* _Problem details_
The whole set of entries is to be restated word for word.
Provided information: Begin
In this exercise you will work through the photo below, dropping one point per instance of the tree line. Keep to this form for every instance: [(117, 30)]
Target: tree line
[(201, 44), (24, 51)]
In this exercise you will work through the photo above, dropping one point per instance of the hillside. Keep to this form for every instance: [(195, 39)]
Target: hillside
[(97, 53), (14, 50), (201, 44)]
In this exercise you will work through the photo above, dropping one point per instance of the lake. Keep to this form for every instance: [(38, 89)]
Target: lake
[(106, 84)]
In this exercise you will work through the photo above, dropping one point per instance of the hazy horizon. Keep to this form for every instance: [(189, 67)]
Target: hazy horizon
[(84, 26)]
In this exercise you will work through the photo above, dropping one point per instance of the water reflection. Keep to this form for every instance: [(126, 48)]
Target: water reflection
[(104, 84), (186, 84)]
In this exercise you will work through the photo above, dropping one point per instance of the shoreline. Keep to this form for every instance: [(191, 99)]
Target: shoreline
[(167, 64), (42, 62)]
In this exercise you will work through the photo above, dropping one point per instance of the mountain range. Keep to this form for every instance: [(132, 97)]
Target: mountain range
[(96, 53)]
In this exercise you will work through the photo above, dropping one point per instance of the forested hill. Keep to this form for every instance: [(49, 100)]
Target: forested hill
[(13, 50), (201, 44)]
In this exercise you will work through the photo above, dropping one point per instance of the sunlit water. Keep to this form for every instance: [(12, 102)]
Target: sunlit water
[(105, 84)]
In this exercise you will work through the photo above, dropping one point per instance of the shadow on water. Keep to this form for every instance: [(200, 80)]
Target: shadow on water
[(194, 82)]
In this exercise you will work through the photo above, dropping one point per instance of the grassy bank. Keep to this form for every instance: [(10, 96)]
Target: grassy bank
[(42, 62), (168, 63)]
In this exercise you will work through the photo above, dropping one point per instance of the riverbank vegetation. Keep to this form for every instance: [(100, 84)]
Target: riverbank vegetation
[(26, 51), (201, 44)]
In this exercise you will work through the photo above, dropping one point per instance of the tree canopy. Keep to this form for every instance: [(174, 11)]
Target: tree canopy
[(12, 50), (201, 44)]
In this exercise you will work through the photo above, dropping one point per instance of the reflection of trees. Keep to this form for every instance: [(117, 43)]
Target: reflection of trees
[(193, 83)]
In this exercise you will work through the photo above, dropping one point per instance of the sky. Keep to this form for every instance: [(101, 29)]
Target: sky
Provided information: End
* _Result for this exercise_
In this exercise you will work through the photo below, dropping one point per instance of the tree line. Keep to this form for every instance: [(117, 30)]
Target: tree line
[(201, 44), (24, 51)]
In this exercise you will work through the photo above, dropping one point per instance of the hillside. Keep to this form for every instance: [(195, 39)]
Target: hillside
[(97, 53), (14, 50), (201, 44)]
In this exercise you will work through the photo above, dropping one point per instance of the lake. Keep to this form for every instance: [(38, 89)]
Target: lake
[(106, 84)]
In this exercise you will work through the photo above, dropping one point per instance of the hazy horizon. Keep to this form for every instance: [(189, 67)]
Target: hazy horizon
[(84, 26)]
In this exercise you will work through the photo above, dropping one point per instance of the water reflection. Keep to this form for every instance: [(126, 48)]
Target: water reflection
[(104, 84), (186, 84)]
In this exercise you will work through the photo above, dropping one point per instance of the shoreline. Keep to this form for every instance: [(191, 99)]
Target: shoreline
[(167, 64), (42, 62)]
In this exercise you will work through the photo above, dropping one point per instance of the mountain range. Keep to this form for every instance: [(132, 97)]
Target: mountain range
[(96, 53)]
In this exercise you will work through the photo above, dropping one point per instance of the forested hill. Keep to this form for every instance: [(49, 100)]
Target: forested hill
[(13, 50), (201, 44)]
In this exercise you will work through the photo above, dropping one point per instance of the sunlit water. Keep to this form for every instance: [(12, 102)]
Target: sunlit water
[(105, 84)]
In this exercise you will work through the photo above, dropping one point per instance of the shadow on water. Keep to this form for every instance: [(200, 80)]
Target: shadow on water
[(194, 82)]
In this exercise you will work through the photo above, dropping one point per instance of the grassy bank. Keep to this form for every instance: [(10, 96)]
Target: grassy bank
[(42, 62), (168, 63)]
In this exercise you will work through the photo above, dropping one point per instance of the riverbank vegetation. Keep to this form for every instance: [(100, 84)]
Target: riverbank vegetation
[(26, 51), (201, 44)]
In this exercise you will work through the photo above, dropping one point per instance of the tree canopy. Keep to this form for every instance: [(174, 11)]
Target: tree canopy
[(12, 50), (201, 44)]
In this exercise you will work through the photo above, dropping one point per instance of the reflection of trees. Keep to this form for every instance: [(117, 43)]
Target: reflection of trees
[(193, 83)]
In this exercise you will work through the photo above, dropping one point per instance of the sky. Keep to this form for every instance: [(101, 29)]
Target: sky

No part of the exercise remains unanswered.